→ Provided passage:
══════════════════════════════

Friday, September 19, 2008

House, MD: When Cranks Attract


It’s pretty easy to see the appeal in heroic men like I’ve posted about lately: your Mike Holmeses and Chicago Cubses. And most women get why bad boys can be charming—especially when, like Neil Gaiman, underneath the black clothes they are good at heart. But why is it that sometimes the most irresistible men are the cranks? Prickly, grumpy, unpleasant, off-putting...nevertheless these Mr. Rochester/Mr. Darcy types can be inexplicably sexy.

Case in point: everyone’s favorite misanthrope, Gregory House, M.D.

I’m only four years behind the rest of my fellow females in falling for this guy. I always knew I’d love the show, always knew Hugh Laurie was hot, always knew I am a sucker for grumps. But I didn’t have time for another TV show in my life. So occasionally I caught a few minutes here and there, barely preserving myself from catching that most infectious disease, House-ophilia. Unfortunately, a couple weeks ago Davie started watching the House marathons on USA and became addicted. In the spirit of family harmony (our daughters are already fans), I joined in watching the new season.

The inevitable happened: here I am blogging about House.

First of all, I don’t think House would be sexy if he weren’t a genius--specifically the sort of genius that he is. As the medical version of Holmes (Sherlock, not Mike), he seems to have a preternatural ability to know what is going on in your body. This talent is in sharp contrast to his emotional insensitivity, and sets up the recurring situation of your deciding House is deeply perceptive, only to be slapped back to reality by his latest heartless crack. (There’s nothing sexier that a guy who takes you on an emotional rollercoaster ride, right?)

So, he does seem superhuman in a way, and I never tire of watching him intellectually blow others out of the water and outwit his enemies armed with analytical thinking and that rapier (scapel?) wit. It’s easy to end up all starry-eyed like Allison Cameron when House saves otherwise doomed patients week after week.

To make matters worse, Dr. House is vulnerable and arouses female sympathy. He’s got that chronic leg pain that causes his limp, a brilliant plot device that achieves said vulnerability while enabling him to look cool brandishing his cane. His addiction to Vicodin is constant proof of his fallibility. And then there’s the semi-dysfunctional but charming relationship he has with his best/only friend Dr. Wilson. The guy might as well have “Please love me, I’m so alone” stamped on his forehead.

There are few things more tempting to a female than a man who has the ability to appear invincible while clearly needing love, especially when his slightly-cracked armor is wit. I don’t know if the writers who conceived “House” were simply trying to create an interesting lead character, or deliberately set out to invent television’s most irresistible leading man, but they did a bang-up job on both.

══════════════════════════════

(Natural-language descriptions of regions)
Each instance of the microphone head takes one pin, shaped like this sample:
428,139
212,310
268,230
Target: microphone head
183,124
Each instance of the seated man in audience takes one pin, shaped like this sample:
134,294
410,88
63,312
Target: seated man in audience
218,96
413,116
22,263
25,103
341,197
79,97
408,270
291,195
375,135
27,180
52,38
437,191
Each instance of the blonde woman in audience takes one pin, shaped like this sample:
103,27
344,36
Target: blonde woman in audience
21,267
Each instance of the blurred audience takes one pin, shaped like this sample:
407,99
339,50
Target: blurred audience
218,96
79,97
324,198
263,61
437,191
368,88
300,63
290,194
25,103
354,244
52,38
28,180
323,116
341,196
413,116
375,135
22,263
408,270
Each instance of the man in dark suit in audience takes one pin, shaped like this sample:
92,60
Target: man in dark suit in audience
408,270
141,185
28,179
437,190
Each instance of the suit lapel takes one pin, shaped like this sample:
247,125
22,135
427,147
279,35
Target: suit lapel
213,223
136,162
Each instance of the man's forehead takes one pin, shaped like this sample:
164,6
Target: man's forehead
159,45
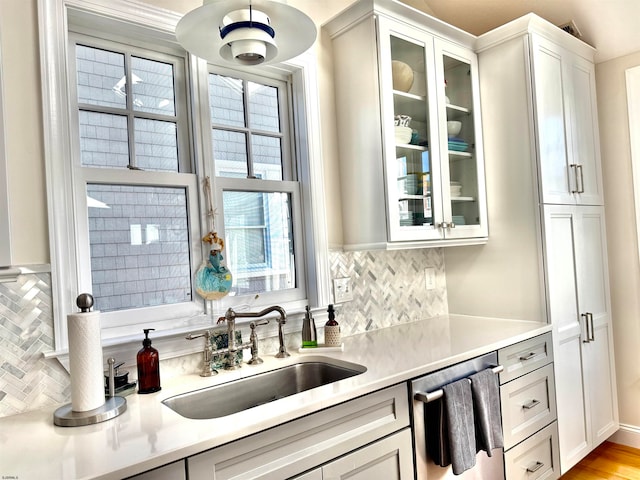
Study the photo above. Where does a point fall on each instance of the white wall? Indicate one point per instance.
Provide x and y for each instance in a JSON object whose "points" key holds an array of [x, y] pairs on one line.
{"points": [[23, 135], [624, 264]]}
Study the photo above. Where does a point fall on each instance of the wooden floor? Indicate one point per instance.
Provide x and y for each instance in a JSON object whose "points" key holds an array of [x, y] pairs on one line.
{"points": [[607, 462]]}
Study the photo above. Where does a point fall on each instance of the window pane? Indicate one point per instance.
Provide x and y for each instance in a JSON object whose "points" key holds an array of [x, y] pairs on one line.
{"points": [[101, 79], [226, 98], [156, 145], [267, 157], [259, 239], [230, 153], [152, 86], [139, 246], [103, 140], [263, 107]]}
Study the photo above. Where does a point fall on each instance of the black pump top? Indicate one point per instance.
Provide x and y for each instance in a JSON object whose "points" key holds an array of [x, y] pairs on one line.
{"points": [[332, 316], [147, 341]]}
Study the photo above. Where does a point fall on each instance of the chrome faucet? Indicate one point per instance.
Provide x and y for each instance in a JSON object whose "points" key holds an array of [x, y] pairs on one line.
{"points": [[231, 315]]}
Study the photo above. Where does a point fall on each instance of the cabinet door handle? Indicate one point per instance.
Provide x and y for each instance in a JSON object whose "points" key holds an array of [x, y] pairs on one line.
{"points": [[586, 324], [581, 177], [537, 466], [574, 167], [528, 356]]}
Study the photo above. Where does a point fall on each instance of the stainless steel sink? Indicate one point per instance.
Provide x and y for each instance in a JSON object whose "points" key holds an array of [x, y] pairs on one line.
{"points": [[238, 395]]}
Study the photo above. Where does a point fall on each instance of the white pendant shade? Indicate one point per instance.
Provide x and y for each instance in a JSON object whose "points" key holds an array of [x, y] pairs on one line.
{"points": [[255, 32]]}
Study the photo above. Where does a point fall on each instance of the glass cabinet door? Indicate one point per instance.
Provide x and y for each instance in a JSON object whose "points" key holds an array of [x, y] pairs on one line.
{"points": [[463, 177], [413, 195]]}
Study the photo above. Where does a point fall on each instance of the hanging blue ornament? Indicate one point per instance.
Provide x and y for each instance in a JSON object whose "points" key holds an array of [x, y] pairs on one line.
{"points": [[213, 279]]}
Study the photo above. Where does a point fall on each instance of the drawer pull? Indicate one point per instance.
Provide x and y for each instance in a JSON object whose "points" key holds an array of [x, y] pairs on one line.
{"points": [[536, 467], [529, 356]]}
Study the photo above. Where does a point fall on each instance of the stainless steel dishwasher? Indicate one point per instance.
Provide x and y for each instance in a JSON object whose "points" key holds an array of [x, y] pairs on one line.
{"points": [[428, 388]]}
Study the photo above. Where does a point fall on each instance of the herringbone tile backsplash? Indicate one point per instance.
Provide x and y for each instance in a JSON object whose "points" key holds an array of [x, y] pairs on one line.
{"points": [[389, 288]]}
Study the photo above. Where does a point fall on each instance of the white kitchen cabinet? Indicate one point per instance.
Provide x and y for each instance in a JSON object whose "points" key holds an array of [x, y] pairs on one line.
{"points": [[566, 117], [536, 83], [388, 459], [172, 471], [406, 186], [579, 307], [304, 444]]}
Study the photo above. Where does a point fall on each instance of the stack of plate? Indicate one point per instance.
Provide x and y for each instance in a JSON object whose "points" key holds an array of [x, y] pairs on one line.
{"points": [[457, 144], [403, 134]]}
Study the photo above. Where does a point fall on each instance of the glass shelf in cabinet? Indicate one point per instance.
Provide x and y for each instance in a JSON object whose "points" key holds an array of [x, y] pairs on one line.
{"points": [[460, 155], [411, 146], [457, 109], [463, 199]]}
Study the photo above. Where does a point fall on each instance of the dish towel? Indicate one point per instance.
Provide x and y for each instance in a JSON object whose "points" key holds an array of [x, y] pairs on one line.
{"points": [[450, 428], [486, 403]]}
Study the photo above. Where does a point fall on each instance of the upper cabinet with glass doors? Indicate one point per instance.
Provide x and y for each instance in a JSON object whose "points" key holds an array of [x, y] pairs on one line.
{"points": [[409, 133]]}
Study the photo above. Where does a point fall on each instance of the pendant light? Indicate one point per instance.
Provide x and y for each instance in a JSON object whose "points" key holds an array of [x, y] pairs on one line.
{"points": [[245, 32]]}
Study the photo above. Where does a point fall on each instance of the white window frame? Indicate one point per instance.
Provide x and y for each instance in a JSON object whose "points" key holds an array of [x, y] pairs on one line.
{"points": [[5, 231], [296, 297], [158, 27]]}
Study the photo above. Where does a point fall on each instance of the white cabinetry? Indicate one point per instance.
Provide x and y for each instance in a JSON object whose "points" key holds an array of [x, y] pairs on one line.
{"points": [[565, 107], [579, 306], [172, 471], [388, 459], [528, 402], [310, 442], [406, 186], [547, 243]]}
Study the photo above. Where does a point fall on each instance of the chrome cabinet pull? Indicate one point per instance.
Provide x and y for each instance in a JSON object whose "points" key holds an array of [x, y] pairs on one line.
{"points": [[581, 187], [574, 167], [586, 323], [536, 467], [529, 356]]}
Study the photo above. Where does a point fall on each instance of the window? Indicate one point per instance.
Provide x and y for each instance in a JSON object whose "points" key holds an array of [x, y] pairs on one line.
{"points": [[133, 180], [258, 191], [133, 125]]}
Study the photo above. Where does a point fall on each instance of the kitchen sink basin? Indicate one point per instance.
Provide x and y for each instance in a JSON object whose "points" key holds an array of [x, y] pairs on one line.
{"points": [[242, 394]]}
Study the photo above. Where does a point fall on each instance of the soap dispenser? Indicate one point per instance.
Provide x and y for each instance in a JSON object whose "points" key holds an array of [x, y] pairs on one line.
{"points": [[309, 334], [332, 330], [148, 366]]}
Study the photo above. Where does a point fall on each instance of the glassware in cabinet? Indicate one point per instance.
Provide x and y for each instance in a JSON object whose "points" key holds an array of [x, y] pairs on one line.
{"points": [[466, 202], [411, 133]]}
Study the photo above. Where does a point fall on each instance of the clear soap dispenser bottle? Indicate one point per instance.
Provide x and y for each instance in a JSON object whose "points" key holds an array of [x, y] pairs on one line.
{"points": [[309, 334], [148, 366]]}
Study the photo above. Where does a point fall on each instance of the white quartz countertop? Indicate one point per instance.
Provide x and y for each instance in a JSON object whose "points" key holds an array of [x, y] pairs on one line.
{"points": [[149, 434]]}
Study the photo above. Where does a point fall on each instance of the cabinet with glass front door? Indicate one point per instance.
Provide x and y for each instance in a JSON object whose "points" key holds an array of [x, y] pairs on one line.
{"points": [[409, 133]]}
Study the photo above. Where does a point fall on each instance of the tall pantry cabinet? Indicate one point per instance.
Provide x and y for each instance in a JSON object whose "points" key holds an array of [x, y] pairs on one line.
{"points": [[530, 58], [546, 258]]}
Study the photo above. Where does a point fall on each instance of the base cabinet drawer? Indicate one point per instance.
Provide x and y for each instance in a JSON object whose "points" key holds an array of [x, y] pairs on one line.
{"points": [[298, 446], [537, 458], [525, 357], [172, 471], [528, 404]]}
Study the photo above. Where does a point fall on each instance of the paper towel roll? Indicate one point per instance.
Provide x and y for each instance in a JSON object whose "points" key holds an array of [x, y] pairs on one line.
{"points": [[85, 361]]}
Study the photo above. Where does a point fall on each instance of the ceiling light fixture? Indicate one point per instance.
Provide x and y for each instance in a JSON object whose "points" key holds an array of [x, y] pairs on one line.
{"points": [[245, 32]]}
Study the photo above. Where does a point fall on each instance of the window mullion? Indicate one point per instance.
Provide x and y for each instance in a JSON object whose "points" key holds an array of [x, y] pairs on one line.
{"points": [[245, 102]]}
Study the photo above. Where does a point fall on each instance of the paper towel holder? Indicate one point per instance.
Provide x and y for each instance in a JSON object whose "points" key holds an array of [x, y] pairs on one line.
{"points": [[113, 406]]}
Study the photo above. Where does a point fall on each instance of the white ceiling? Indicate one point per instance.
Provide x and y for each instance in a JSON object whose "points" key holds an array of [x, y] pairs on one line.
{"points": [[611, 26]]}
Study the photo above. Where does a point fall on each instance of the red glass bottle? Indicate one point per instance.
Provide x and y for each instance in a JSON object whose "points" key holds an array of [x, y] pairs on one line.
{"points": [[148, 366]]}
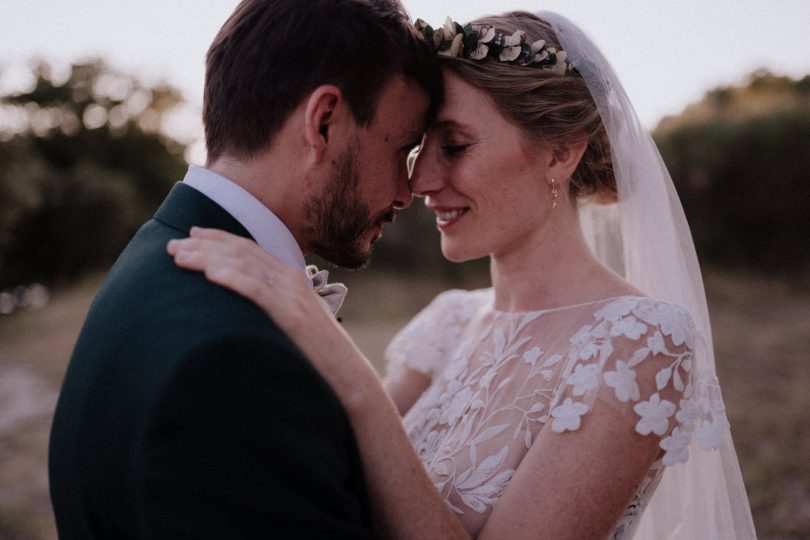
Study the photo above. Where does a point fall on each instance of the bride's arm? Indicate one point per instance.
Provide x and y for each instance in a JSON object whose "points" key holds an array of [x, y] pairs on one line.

══════════════════════════════

→ Work instruction 1: According to the post about House, MD, on which channel did Davie start watching the House marathons?
→ Work instruction 2: Echo the part of the House, MD post that opens with the words containing "I’m only four" and closes with "the new season.".
→ Work instruction 3: Write what comes next in the blog post on House, MD, picking up right after its final sentence.

→ Exercise output 1: USA

→ Exercise output 2:
I’m only four years behind the rest of my fellow females in falling for this guy. I always knew I’d love the show, always knew Hugh Laurie was hot, always knew I am a sucker for grumps. But I didn’t have time for another TV show in my life. So occasionally I caught a few minutes here and there, barely preserving myself from catching that most infectious disease, House-ophilia. Unfortunately, a couple weeks ago Davie started watching the House marathons on USA and became addicted. In the spirit of family harmony (our daughters are already fans), I joined in watching the new season.

→ Exercise output 3:
And certainly the lion’s share of credit has to go to Hugh Laurie (I can’t even resent that he gets $400,000 an episode). It’s not easy to walk the borderline between crabby and beguiling, misanthropic and heroic, vulnerable and genius, unkempt and handsome, aggravating and loveable. And in an American accent no less. It’s a consistent performance that requires vocal skills, facial expressions, and body language to all be utilized perfectly. The proof of this role’s complexity can be demonstrated if you ask a female House fan why she is attracted to him.

Sometimes it’s the expression he gets while staring at his white board struggling with a diagnosis. Sometimes it’s the particular tone he uses while delivering those zingers. It can be the way he copes with challenges, or the way he so miserably fails to cope. Just watching House limp down a corridor while the soundtrack plays the closing music of an episode, you can be overwhelmed with complex feelings that ultimately boil down to love.

I should have known that keeping away from House was only postponing the inevitable. It’s not going to end up saving me any time having avoided the show for four years...now I just have to watch all the episodes on DVR or DVD. Plus blog about the guy. Plus, I’m sure, write some short story inspired by him.

I should have known...cranks get me every time.

5 comments:

Cherie said...

I'm a sucker for the cranky guys too for some reason! I find it endearing.

(Love Hugh Laurie, too. :)

Diana Laurence said...

And yet, ironically, we both married nice guys! LOL

Cherie said...

Very true! Although mine does get as cranky as an 80-year old man sometimes. (You guys only see the happy side.) Still, he's a sweetie - I'd never trade him in!

Miss Organizized said...

And how awesome was your short story about the professor inspired by Dr. House?? EXTRA awesome with a side of really freaking awesome!

Diana Laurence said...

Aw, thanks, PreReader Katesi! (She speaks of the story "Professor Chambliss" in my upcoming collection, "Soulful Sex: The Darker Side." Coming in Spring 2009! End of commercial.